(Excerpts of labeled region data)
• • • • •

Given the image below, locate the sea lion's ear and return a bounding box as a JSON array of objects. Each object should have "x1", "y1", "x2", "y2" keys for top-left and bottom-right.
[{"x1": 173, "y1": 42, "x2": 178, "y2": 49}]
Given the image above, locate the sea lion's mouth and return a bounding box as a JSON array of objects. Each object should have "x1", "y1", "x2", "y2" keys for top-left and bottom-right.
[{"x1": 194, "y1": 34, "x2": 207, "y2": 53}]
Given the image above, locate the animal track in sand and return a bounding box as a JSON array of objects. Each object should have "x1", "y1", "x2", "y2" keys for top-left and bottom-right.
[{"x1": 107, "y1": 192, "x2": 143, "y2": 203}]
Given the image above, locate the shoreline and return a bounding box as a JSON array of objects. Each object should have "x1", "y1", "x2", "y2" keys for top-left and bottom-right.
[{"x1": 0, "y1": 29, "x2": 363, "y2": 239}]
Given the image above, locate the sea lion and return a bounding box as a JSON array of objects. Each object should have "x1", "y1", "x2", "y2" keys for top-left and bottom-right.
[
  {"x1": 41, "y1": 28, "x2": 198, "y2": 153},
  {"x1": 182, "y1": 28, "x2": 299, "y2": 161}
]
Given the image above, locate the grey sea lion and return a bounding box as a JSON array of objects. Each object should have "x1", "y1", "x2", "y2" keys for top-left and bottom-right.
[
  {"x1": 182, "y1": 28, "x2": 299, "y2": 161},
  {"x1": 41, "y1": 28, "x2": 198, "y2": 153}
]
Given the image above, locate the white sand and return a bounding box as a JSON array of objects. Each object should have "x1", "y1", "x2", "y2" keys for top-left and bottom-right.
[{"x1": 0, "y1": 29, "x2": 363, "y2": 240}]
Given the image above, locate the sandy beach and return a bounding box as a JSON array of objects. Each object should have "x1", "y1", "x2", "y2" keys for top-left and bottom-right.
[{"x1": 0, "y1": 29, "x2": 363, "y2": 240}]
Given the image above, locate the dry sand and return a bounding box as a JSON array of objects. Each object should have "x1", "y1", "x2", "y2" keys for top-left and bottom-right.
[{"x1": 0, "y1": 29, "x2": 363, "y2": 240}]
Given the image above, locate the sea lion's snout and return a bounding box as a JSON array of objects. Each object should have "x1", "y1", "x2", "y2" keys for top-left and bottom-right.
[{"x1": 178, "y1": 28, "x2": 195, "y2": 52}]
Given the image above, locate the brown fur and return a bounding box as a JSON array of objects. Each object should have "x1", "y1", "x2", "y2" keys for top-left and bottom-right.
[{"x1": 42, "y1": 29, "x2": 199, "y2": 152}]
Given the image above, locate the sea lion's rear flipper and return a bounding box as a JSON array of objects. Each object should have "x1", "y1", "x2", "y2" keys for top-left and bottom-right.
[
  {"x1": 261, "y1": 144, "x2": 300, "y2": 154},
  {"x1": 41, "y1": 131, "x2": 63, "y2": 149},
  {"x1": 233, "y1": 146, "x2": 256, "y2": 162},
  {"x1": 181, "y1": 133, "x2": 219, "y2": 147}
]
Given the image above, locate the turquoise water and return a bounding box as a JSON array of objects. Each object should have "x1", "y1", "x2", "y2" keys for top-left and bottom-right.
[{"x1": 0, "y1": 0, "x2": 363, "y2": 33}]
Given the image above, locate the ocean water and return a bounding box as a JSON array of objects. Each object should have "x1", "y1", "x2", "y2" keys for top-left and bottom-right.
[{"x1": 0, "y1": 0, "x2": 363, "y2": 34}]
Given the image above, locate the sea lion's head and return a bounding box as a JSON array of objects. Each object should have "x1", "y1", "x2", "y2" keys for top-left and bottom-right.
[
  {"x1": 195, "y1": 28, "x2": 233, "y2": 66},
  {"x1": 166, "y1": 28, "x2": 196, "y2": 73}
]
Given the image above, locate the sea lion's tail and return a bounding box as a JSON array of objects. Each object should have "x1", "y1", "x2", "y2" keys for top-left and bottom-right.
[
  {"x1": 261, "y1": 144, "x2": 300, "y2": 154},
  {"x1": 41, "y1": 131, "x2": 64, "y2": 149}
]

• • • • •

— WHAT THE TASK REQUIRES —
Please rewrite every entry above, swapping "sea lion" for "harbor seal" wherever it occurs and leaving everything else unchanged.

— EXERCISE OUTPUT —
Given the image below, locate the harbor seal's ear and return a bounding box as a JSON array of objects. Each object should have "x1", "y1", "x2", "y2" keys for top-left and bottom-right.
[{"x1": 173, "y1": 42, "x2": 178, "y2": 49}]
Given the image above, locate the harbor seal's mouth and return a bounding box as a JSON array of objects. Each object should have "x1", "y1", "x2", "y2" keys for top-left and bottom-right.
[{"x1": 194, "y1": 34, "x2": 207, "y2": 53}]
Given the image above, locate the animal track in sand and return a bounding box as a JSON array of objects. Each object should have "x1", "y1", "x2", "y2" keys for top-left and bottom-right.
[{"x1": 107, "y1": 192, "x2": 143, "y2": 203}]
Given the image above, locate the shoreline and return a bounding box as a JSON array of objects. Each object should have "x1", "y1", "x2", "y2" keys for top-left and bottom-right.
[{"x1": 0, "y1": 29, "x2": 363, "y2": 239}]
Given the image above, locate the harbor seal and return a bounding box as a JSON array of objects. Each object should have "x1", "y1", "x2", "y2" keys for top-left and bottom-right.
[
  {"x1": 41, "y1": 28, "x2": 198, "y2": 153},
  {"x1": 182, "y1": 28, "x2": 299, "y2": 161}
]
Given the image above, locate the grey harbor seal and return a bounding box as a JSON array of objects. Each object should have "x1", "y1", "x2", "y2" keys for top-left and bottom-right.
[
  {"x1": 182, "y1": 28, "x2": 299, "y2": 161},
  {"x1": 41, "y1": 28, "x2": 198, "y2": 153}
]
Given the image above, locate the white sand and return a bounding box as a JSON array of objects. Each object should have "x1", "y1", "x2", "y2" keys for top-left and bottom-right.
[{"x1": 0, "y1": 29, "x2": 363, "y2": 240}]
Given the image above, locate the sandy beach and return a bounding box as a JSON array of objects. Each object should have "x1", "y1", "x2", "y2" keys for top-left and bottom-right.
[{"x1": 0, "y1": 29, "x2": 363, "y2": 240}]
Given the image above, locate the dry sand and return a bounding box as a JSON array of objects. Each object should have "x1", "y1", "x2", "y2" keys for top-left and bottom-right.
[{"x1": 0, "y1": 29, "x2": 363, "y2": 240}]
Given the image above, locate the harbor seal's snout and return a bounding box as a JSON array of objects. Each object should have "x1", "y1", "x2", "y2" keys for top-left and bottom-right.
[{"x1": 178, "y1": 28, "x2": 195, "y2": 52}]
Given the image above, locate the brown fur and return a bounding box as a JSON array of objects. Each object should have "x1", "y1", "x2", "y2" keys for top-left and bottom-right.
[{"x1": 42, "y1": 29, "x2": 199, "y2": 152}]
Given the image above, locate the harbor seal's rear flipper and return a bounding box as a JSON array of objects. Each object should have "x1", "y1", "x2", "y2" keys for top-left and bottom-right.
[
  {"x1": 261, "y1": 144, "x2": 300, "y2": 154},
  {"x1": 41, "y1": 131, "x2": 63, "y2": 149},
  {"x1": 233, "y1": 146, "x2": 256, "y2": 162},
  {"x1": 181, "y1": 133, "x2": 219, "y2": 147}
]
Given the image above, locate the turquoise water and return a bounding box as a JSON array of objects. Each object should have "x1", "y1", "x2", "y2" keys for top-left and bottom-right.
[{"x1": 0, "y1": 0, "x2": 363, "y2": 33}]
Given the image above, locate the ocean water and return a bounding box as a JSON array of objects. Each object should have "x1", "y1", "x2", "y2" keys for top-left and bottom-right.
[{"x1": 0, "y1": 0, "x2": 363, "y2": 34}]
Given the image above, locate the harbor seal's head and return a bounding box as a JSON array of objects. Each object should have "x1", "y1", "x2", "y2" keys for top-left and bottom-right.
[
  {"x1": 195, "y1": 28, "x2": 233, "y2": 66},
  {"x1": 166, "y1": 28, "x2": 196, "y2": 73}
]
Given the image above, locate the harbor seal's tail and return a bounding box as a JSON array of objects. Each object should have "x1", "y1", "x2", "y2" keys for top-left and bottom-right.
[
  {"x1": 261, "y1": 144, "x2": 300, "y2": 154},
  {"x1": 41, "y1": 131, "x2": 64, "y2": 149}
]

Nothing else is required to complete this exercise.